# WRITTEN PROBLEM:
Count how many lines of the data below contain the string "green". Case matters. Reply with the number alone.

# Outline annotation data:
%%

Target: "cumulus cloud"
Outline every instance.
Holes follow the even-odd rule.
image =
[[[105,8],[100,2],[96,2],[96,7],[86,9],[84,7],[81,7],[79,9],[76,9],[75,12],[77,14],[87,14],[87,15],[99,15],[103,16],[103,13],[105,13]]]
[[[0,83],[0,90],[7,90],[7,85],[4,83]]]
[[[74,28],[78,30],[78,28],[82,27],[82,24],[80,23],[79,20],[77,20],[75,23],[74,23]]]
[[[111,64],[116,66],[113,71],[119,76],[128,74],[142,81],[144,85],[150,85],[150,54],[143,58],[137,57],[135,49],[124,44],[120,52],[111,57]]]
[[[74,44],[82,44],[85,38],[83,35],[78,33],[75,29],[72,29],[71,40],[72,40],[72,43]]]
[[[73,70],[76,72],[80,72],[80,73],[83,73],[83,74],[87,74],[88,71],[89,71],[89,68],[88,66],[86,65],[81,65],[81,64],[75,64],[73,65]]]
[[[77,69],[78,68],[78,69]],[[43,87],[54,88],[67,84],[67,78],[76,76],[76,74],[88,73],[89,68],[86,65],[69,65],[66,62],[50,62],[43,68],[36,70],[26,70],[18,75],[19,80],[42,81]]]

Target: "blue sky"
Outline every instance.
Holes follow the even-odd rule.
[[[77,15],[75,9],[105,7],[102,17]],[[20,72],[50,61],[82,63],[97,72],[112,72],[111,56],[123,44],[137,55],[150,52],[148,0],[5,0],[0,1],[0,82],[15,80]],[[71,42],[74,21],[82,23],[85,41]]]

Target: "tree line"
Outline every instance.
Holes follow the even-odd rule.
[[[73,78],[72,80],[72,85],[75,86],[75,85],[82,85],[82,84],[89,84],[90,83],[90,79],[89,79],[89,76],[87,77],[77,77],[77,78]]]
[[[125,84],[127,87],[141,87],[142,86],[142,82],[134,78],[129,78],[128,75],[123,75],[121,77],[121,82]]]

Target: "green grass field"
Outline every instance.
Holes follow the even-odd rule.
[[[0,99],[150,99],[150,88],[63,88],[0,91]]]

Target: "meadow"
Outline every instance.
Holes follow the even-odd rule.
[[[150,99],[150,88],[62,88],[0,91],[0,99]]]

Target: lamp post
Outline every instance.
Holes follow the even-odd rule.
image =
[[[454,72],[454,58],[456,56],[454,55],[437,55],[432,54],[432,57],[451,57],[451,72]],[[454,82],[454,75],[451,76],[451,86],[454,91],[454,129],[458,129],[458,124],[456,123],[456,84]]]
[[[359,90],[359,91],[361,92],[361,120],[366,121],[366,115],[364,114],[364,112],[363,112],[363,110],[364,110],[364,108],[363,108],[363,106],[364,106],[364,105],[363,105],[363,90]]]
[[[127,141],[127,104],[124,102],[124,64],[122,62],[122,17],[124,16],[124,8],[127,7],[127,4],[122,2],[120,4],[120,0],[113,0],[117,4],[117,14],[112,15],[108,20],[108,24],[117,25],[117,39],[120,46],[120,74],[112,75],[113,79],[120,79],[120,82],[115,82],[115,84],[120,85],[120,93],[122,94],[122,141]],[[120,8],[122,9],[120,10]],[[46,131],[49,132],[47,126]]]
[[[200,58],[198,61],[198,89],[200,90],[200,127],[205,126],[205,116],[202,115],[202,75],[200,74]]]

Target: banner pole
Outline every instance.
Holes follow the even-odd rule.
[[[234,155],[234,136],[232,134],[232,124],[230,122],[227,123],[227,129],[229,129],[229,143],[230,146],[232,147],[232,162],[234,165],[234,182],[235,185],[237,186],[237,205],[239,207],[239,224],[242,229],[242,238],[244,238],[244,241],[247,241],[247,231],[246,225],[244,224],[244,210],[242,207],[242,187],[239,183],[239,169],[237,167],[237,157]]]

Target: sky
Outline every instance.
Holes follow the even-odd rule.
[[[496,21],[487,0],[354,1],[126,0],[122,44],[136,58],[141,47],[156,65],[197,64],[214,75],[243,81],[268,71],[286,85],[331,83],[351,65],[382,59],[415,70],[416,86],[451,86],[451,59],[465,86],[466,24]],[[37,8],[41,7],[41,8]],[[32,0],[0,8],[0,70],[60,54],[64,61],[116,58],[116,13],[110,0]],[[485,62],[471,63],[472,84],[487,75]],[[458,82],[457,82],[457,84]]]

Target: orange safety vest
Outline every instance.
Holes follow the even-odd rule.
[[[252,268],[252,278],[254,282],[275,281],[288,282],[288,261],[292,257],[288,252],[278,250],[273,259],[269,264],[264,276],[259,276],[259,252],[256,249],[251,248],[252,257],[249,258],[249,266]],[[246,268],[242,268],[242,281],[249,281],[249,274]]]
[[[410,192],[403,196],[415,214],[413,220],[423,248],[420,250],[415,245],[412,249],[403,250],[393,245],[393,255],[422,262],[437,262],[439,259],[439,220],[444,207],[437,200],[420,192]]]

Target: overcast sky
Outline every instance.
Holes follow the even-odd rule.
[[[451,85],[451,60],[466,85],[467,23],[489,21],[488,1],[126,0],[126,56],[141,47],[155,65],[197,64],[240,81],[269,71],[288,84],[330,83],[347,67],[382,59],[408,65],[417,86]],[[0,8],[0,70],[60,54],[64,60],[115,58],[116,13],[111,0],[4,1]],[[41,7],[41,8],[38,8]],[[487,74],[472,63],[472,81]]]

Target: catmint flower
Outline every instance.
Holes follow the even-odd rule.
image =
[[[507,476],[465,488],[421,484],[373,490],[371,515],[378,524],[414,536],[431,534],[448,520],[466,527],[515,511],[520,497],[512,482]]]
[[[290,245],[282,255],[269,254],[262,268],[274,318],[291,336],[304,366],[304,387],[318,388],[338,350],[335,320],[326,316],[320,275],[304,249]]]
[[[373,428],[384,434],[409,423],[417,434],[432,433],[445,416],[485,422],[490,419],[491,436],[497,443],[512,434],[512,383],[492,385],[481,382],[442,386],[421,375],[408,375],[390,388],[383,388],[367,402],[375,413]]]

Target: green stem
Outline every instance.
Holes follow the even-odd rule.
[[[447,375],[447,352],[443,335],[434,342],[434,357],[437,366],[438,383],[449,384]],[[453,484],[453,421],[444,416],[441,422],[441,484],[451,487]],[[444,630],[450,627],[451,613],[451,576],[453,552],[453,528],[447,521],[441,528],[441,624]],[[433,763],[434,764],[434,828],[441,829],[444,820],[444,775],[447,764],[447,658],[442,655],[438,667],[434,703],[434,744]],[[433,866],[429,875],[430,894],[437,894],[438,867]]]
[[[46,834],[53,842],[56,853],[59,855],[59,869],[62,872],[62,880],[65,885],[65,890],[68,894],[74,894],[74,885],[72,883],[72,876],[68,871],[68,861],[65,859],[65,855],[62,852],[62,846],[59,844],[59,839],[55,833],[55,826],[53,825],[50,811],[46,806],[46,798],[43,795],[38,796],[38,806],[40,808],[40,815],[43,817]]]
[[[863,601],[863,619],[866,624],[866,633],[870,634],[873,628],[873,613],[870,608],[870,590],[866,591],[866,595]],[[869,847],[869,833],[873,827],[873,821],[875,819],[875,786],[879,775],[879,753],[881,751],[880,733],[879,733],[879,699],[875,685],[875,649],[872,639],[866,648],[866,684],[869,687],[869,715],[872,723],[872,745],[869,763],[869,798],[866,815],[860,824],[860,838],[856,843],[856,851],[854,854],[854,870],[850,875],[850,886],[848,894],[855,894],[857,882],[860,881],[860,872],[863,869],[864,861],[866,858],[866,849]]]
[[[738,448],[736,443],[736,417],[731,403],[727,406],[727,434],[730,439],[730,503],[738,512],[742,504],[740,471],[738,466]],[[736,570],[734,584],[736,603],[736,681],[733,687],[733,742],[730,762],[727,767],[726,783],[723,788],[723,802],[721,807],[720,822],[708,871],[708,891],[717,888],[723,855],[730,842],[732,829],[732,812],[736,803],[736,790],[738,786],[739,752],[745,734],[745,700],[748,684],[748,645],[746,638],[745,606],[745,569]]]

%%

# ANSWER TO THIS TASK:
2